# Extraits de jeu de données annotés par boîtes englobantes:
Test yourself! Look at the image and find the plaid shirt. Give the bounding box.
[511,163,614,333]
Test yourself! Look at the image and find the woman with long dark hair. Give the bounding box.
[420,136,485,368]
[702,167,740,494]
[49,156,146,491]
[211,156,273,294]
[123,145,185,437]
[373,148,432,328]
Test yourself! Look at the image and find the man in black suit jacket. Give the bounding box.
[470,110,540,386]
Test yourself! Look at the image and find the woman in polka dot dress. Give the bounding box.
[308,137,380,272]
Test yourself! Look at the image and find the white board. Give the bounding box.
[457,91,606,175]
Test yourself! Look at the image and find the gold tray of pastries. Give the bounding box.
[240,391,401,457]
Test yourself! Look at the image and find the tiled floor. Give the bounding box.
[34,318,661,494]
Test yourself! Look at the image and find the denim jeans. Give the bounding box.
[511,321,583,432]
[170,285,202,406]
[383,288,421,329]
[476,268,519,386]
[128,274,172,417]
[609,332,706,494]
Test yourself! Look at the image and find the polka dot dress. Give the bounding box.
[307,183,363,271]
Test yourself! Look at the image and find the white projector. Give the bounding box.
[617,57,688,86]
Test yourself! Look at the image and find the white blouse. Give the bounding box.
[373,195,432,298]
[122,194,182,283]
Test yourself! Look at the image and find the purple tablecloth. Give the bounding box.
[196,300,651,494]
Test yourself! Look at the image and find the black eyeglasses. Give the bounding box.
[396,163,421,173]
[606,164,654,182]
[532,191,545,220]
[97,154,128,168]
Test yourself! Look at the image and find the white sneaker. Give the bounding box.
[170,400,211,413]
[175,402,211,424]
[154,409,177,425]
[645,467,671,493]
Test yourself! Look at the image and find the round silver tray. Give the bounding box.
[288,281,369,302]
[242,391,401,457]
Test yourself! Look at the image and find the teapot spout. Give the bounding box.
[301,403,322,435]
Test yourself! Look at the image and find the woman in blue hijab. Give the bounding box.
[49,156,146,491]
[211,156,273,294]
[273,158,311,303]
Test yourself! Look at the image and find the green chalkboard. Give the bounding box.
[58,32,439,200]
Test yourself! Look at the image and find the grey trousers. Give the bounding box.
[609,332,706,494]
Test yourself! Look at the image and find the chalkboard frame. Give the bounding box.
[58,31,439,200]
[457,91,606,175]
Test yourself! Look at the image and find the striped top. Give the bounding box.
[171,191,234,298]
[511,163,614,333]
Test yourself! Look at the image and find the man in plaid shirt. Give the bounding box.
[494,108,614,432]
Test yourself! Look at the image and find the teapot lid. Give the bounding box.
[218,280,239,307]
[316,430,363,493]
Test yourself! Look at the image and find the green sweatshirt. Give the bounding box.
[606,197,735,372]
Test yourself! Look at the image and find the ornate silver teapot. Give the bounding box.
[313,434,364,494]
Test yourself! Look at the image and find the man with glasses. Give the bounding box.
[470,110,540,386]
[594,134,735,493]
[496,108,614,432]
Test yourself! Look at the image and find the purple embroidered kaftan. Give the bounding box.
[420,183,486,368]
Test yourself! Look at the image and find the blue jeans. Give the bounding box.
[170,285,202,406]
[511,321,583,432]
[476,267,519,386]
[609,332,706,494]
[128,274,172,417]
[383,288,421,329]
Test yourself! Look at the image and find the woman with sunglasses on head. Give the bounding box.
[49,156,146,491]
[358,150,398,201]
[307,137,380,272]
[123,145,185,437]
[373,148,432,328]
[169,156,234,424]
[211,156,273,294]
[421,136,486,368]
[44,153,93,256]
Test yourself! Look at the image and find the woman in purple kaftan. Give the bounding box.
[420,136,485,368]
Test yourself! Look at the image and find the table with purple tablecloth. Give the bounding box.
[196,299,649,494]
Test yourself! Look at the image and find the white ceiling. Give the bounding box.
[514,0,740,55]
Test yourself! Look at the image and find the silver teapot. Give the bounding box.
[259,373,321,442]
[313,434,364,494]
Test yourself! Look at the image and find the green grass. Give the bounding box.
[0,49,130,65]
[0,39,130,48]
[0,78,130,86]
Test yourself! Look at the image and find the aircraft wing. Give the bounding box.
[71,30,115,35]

...

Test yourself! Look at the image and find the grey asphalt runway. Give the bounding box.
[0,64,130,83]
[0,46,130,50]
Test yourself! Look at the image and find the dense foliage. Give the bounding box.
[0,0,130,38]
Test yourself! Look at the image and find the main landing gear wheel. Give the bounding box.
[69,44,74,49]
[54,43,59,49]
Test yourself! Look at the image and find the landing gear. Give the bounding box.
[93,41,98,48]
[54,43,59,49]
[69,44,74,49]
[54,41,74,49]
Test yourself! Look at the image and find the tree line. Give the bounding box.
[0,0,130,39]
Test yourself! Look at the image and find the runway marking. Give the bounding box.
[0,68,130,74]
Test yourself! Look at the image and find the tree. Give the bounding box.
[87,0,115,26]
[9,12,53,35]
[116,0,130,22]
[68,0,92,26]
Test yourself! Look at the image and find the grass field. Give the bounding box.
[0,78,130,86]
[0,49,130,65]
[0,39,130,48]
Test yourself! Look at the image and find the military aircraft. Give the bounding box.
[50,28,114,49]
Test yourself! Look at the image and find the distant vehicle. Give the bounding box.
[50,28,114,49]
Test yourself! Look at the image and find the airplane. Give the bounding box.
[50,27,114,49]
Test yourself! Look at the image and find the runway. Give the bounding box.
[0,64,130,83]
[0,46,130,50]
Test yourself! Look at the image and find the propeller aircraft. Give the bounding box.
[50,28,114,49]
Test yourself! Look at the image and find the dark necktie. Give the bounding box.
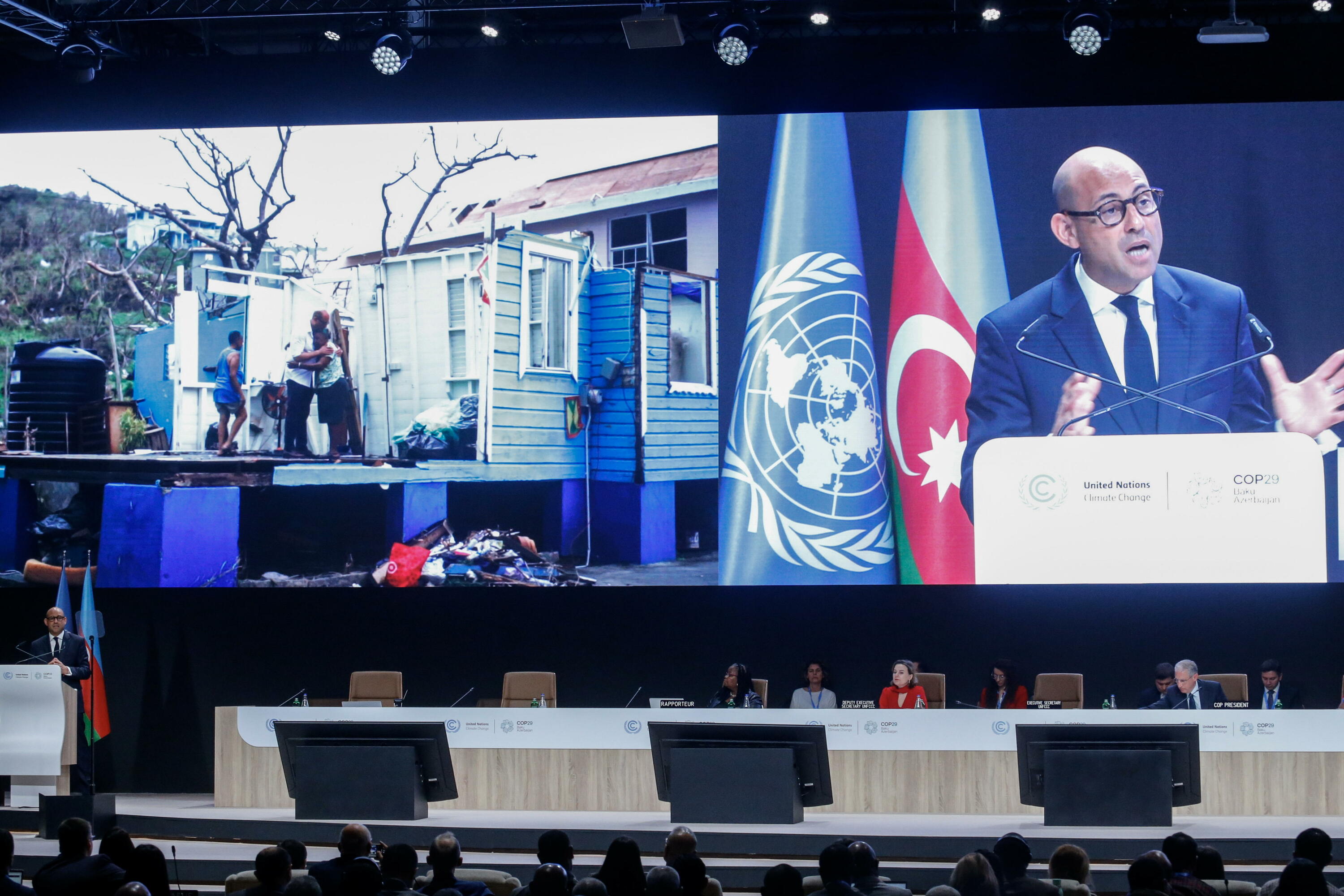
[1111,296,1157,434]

# CONSIGNES:
Reprenez les entrées en commençant par la ligne qui contient « Test yourself! Look at the image and find the black » et en allant jusqu'à celle qui contient « [494,108,614,432] », toutes deux comprises. Remplacez « chalkboard » par « blackboard » et laissez tout le reste tel quel.

# RÉPONSE:
Test yourself! Look at the image and find the black eyeglasses. Give the bounding box.
[396,163,421,173]
[606,164,654,182]
[532,191,545,220]
[97,154,128,168]
Test yourself! Look at the image and find the white sneaker. Give the bounding box.
[170,400,211,413]
[175,402,211,424]
[154,409,177,425]
[645,467,671,493]
Test yourself! Look at the image and find the round silver tray. Give the bounding box.
[288,281,369,302]
[242,391,401,457]
Test yourself! Look at the image and find the teapot spout. Give the bounding box.
[301,403,322,435]
Test yourself! Look at the image and find the woman in blue hijab. Give the bounding box.
[49,156,146,491]
[211,156,273,294]
[273,158,311,303]
Test yourself! Look at the image and find the green blackboard. Give the bounding box.
[58,32,439,200]
Test yourself! Look at the image and find the grey trousers. Give the bounding box.
[609,332,706,494]
Test yourself! Look at the image and find the blackboard frame. Give the bounding box.
[58,31,439,200]
[457,91,606,175]
Test yourself! Look at the image and find the striped top. Give the bounding box.
[171,191,234,298]
[511,163,614,333]
Test yourself! Look at the image and find the man in plaid shirt. Give the bounding box.
[494,108,614,432]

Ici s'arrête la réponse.